● **Excerpt provided**
━━━━━━
It's hard to sell a long-term contract to any player when the most prominent long-term deal in team history ended in a vengeful mess.

Joseph consequently shifted from undeniable loyalty to no-brainer exit. The team pursued offensive lineman Robert Gallery of the Raiders to join a run-heavy attack, but Gallery opted to join former coach Tom Cable with the Seahawks. The Bengals could throw money at other high-priced players, but when similar offers exist, the hope of landing the free agent ends.

For the past eight years, perception rose to un-Bengal-like levels. Chad Ochocinco made the Queen City a destination job for free agents. Palmer provided hope championships were possible at Paul Brown Stadium -- and not just of the AFC North variety.

Palmer's public stance supported by the departure of Ochocinco choked the popularity out of the Bengals. In the National Signing Day-style free-for-all of this hectic, new NFL world, that means quite a bit.

For now, it means the Bengals are about $49 million under the salary cap as of Saturday morning and currently without anyone willing to take large chunks of their cash.

There's a dilemma that likely didn't come up during lockout negotiations.

Those arriving at training camp Friday didn't buy into the panic outsiders associate with the franchise. Asked whether Palmer's stance changed league-wide perception of the Bengals, Tank Johnson wouldn't speculate.

"Maybe," he said.

Johnson has always been a believer in the Bengals since they believed in him through tough times. He isn't immune to training camp optimism like many of the new breed of relative unknowns around him.

"I'm not too sure of how all the players think around the league, but I know the guys we have here are happy to be here and employed by the NFL and the Bengals," Johnson said. "Whether guys want to come here or not, that is up to them, but I think guys here are excited about being here and starting an opportunity with a clean slate."

It was known this season would be a rebuilding one for the Bengals the moment last year's 4-12 campaign concluded. Palmer's stance determined the severity of it.

Although the hole left by Joseph was filled by former Niners corner Nate Clements, Joseph's departure made that severity all too real.

"It's more frustrating," Zimmer said. "If a guy gets hurt, he gets hurt. If he just leaves, that's a different feeling."

Unfortunately for the Bengals, not joining them became a "no-brainer."
━━━━━━
● **The request**
Rewrite the passage of the Bengals text from "For now, it" up to and including "of their cash.", putting "spending limit" in place of "salary cap".

● **Data shown**
━━━━━━
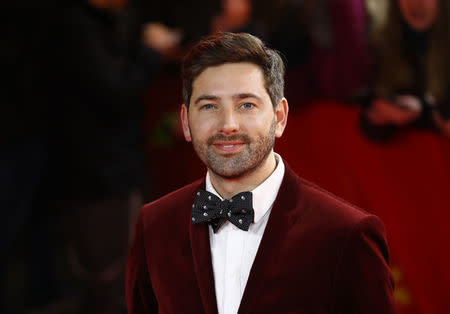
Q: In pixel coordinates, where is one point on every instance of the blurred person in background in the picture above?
(412, 70)
(106, 58)
(322, 41)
━━━━━━
● **Final answer**
For now, it means the Bengals are about $49 million under the spending limit as of Saturday morning and currently without anyone willing to take large chunks of their cash.